DIRECTIONS FOR THIS TASK> Reproduce all of the following material verbatim, preserving every line without alteration.

[Rows taken from a pointing dataset]

## Begin

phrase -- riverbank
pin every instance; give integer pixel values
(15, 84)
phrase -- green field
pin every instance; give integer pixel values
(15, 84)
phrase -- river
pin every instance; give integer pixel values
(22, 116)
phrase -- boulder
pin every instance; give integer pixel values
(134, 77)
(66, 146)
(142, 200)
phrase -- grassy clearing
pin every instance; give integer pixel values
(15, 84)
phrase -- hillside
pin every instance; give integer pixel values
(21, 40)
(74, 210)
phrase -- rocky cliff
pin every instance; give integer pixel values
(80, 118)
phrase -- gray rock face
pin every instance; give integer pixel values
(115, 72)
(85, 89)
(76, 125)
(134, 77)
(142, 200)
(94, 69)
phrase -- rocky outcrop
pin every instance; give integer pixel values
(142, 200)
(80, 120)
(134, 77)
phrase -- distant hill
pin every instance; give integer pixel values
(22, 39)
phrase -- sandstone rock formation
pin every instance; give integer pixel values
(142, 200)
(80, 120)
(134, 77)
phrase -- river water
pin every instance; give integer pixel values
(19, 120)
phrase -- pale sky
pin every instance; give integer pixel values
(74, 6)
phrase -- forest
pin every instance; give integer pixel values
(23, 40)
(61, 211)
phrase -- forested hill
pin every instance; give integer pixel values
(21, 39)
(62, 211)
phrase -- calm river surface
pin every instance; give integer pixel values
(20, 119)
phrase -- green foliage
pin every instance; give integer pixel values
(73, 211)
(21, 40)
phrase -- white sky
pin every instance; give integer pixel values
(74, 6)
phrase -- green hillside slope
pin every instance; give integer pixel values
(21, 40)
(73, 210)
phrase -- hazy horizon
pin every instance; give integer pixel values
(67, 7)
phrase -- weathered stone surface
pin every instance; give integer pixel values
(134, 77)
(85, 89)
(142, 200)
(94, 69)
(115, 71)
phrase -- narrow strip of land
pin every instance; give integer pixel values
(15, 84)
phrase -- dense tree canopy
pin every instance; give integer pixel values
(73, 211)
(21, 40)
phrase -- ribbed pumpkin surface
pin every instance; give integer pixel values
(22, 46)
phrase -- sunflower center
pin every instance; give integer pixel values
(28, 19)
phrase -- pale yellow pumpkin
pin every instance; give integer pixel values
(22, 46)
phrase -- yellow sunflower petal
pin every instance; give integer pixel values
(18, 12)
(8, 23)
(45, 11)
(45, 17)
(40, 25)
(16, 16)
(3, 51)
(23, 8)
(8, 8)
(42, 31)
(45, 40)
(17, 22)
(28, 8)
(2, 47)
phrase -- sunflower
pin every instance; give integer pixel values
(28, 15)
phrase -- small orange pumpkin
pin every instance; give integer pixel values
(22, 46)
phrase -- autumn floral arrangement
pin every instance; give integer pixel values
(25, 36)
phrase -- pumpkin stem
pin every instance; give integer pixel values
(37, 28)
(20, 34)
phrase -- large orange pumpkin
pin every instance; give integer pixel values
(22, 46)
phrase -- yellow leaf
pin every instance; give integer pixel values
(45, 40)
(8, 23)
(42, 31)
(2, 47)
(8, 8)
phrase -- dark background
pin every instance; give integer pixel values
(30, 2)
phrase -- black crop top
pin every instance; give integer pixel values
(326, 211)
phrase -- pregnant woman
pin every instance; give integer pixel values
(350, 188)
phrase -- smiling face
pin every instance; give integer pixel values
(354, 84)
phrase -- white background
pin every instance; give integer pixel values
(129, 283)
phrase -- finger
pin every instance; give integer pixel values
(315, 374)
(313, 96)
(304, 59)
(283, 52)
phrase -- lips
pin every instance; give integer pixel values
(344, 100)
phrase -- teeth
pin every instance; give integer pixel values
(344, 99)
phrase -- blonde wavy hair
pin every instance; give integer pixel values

## End

TASK SOLUTION>
phrase -- riverbank
pin every instance; give integer pixel values
(15, 84)
phrase -- green field
pin every instance; give integer pixel values
(15, 84)
phrase -- river
pin every instance; give integer pixel values
(22, 116)
phrase -- boulder
pin every instance; give integer pixel values
(134, 77)
(66, 146)
(142, 200)
phrase -- grassy clearing
pin every instance; give integer pixel values
(15, 84)
phrase -- hillside
pin every instance; give integer pixel values
(21, 40)
(74, 210)
phrase -- rocky cliff
pin every instance; give integer pixel values
(80, 118)
phrase -- gray rock face
pin every instance; give integer pixel values
(115, 72)
(85, 89)
(76, 125)
(134, 77)
(142, 200)
(94, 69)
phrase -- rocky outcrop
pin every instance; give integer pixel values
(142, 200)
(80, 120)
(134, 77)
phrase -- distant hill
pin every instance; give integer pixel values
(22, 39)
phrase -- sandstone rock formation
pin every instance; give integer pixel values
(142, 200)
(80, 120)
(134, 77)
phrase -- river water
pin every instance; give integer pixel values
(19, 120)
phrase -- pale sky
pin every instance; give integer pixel values
(74, 6)
phrase -- forest
pin every instance; give integer pixel values
(23, 40)
(61, 211)
phrase -- forested hill
pin every instance; give integer pixel values
(21, 39)
(62, 211)
phrase -- calm river surface
pin every instance; give integer pixel values
(20, 119)
phrase -- green foliage
pin every instance; give integer pixel values
(73, 211)
(21, 40)
phrase -- white sky
pin every instance; give integer pixel values
(74, 6)
phrase -- green hillside slope
pin every instance; give integer pixel values
(21, 40)
(73, 210)
phrase -- hazy horizon
pin every instance; give integer pixel values
(67, 7)
phrase -- weathered stone surface
pin every instance; give integer pixel values
(134, 77)
(85, 89)
(142, 200)
(94, 69)
(115, 71)
phrase -- narrow strip of land
pin every instance; give integer pixel values
(15, 84)
phrase -- dense tree canopy
pin every instance; give integer pixel values
(73, 211)
(21, 40)
phrase -- ribbed pumpkin surface
pin every instance; give integer pixel values
(22, 46)
phrase -- sunflower center
pin every instance; give integer pixel values
(28, 19)
phrase -- pale yellow pumpkin
pin every instance; give integer pixel values
(22, 46)
phrase -- yellow sunflower petal
pin every instance; give integer pixel values
(18, 12)
(8, 23)
(45, 11)
(45, 17)
(40, 25)
(16, 16)
(3, 51)
(23, 8)
(8, 8)
(42, 31)
(45, 40)
(17, 22)
(28, 8)
(2, 47)
phrase -- sunflower
pin every instance; give integer pixel values
(28, 15)
phrase -- small orange pumpkin
pin every instance; give integer pixel values
(22, 46)
phrase -- autumn floral arrangement
pin every instance; give integer pixel values
(25, 36)
phrase -- pumpkin stem
pin every instance; give integer pixel values
(37, 28)
(20, 34)
phrase -- large orange pumpkin
pin every instance; give integer pixel values
(22, 46)
phrase -- yellow leaf
pin every instance; give integer pixel values
(45, 40)
(8, 23)
(42, 31)
(2, 47)
(8, 8)
phrase -- dark background
pin every instance; give integer pixel values
(30, 2)
phrase -- black crop top
pin every instance; give integer pixel values
(326, 211)
phrase -- pregnant woman
pin every instance; give integer pixel values
(350, 188)
phrase -- smiling face
pin every instance; give integer pixel values
(354, 84)
phrase -- white background
pin every instance; give integer pixel values
(129, 283)
phrase -- finger
pin every instance; give integer pixel values
(315, 374)
(313, 96)
(304, 59)
(283, 52)
phrase -- lips
pin every instance; give integer pixel values
(344, 100)
phrase -- teeth
pin every instance; give integer pixel values
(344, 99)
phrase -- blonde wavy hair
pin every instance; give integer pixel values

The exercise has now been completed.